(Stored entries)

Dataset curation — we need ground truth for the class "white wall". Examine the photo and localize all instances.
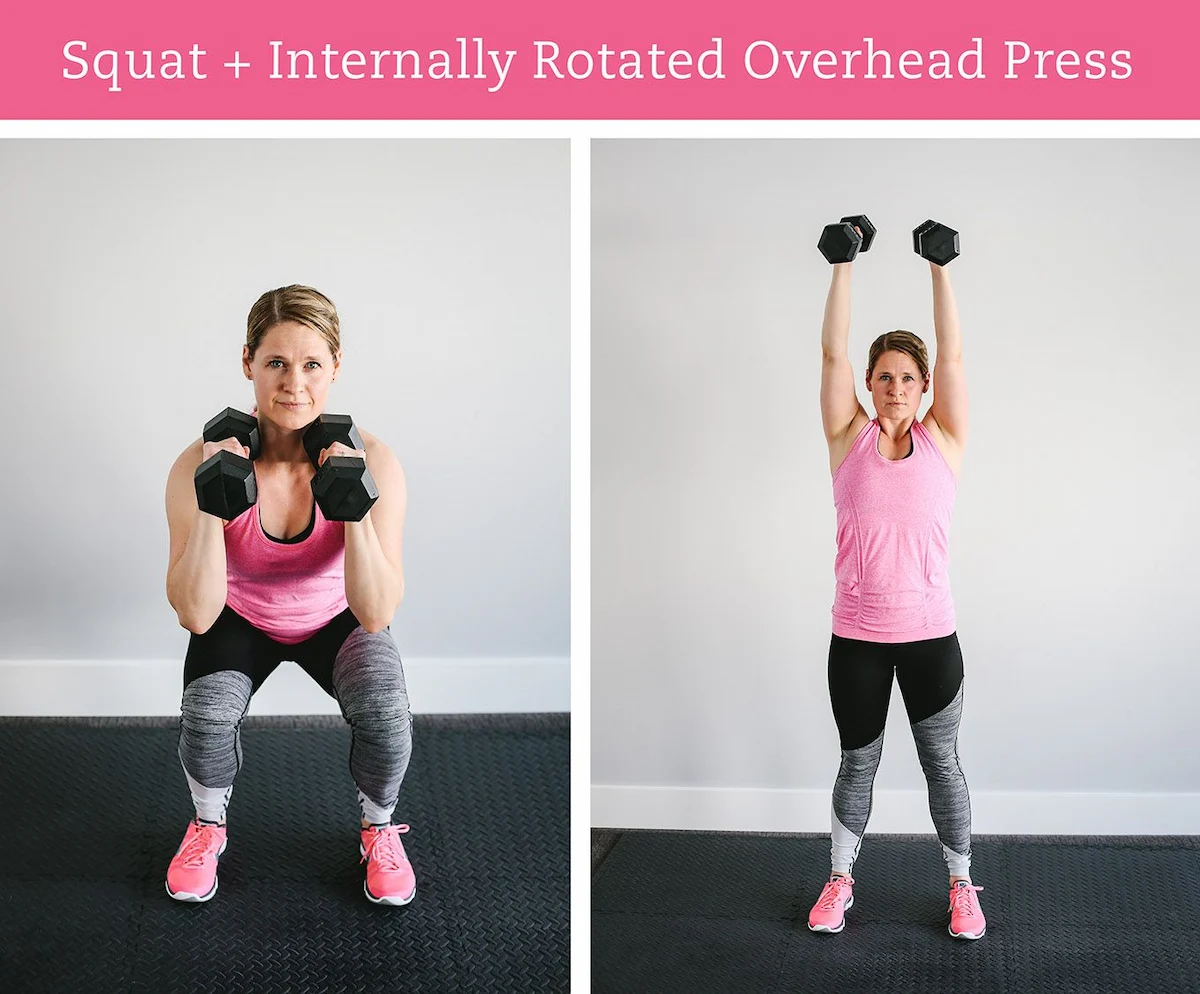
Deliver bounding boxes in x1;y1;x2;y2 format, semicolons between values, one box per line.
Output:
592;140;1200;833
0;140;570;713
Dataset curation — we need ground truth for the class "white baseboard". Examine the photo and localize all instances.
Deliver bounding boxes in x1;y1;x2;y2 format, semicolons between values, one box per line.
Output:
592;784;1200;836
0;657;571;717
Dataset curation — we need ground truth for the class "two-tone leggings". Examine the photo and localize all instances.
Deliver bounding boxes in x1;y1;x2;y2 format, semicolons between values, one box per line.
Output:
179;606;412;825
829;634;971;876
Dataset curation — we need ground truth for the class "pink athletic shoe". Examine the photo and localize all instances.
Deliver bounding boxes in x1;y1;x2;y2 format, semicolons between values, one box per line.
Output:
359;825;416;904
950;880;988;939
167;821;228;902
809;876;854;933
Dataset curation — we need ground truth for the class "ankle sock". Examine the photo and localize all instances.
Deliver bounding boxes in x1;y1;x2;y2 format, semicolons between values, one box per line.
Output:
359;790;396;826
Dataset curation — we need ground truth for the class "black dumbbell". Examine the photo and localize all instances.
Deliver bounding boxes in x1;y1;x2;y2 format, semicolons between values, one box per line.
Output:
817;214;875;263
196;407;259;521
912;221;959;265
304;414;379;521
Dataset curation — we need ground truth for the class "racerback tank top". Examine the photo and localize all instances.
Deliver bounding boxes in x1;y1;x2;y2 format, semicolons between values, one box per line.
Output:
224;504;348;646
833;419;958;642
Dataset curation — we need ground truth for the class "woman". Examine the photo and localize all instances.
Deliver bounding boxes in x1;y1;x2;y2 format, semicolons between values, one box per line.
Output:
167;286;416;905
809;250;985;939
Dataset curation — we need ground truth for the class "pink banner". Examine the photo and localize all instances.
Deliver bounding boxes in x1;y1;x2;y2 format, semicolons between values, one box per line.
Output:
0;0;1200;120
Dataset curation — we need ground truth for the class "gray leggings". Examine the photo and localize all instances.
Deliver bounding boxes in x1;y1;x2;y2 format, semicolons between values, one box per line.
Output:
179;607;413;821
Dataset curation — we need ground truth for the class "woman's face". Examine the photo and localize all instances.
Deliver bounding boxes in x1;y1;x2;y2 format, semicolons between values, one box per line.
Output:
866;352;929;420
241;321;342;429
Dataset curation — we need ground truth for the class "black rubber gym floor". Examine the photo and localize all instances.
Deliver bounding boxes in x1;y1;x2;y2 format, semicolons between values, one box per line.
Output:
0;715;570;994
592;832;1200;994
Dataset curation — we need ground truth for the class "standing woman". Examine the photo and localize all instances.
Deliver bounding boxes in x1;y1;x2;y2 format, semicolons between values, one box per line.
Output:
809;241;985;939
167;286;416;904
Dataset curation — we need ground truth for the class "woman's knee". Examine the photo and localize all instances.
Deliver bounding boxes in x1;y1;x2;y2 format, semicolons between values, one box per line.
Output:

◆ **Work instructions**: Quote the rows from their very start through the line containing "0;140;570;713", that line included, and leave out the pictures.

◆ **Response below**:
Dataset curation — we need ground truth for the class "white wall". Examine the photo and localize all instances.
Deliver bounding boxes in x1;y1;x2;y2 format, semicolons between values, one box per line.
Output:
592;140;1200;833
0;140;570;713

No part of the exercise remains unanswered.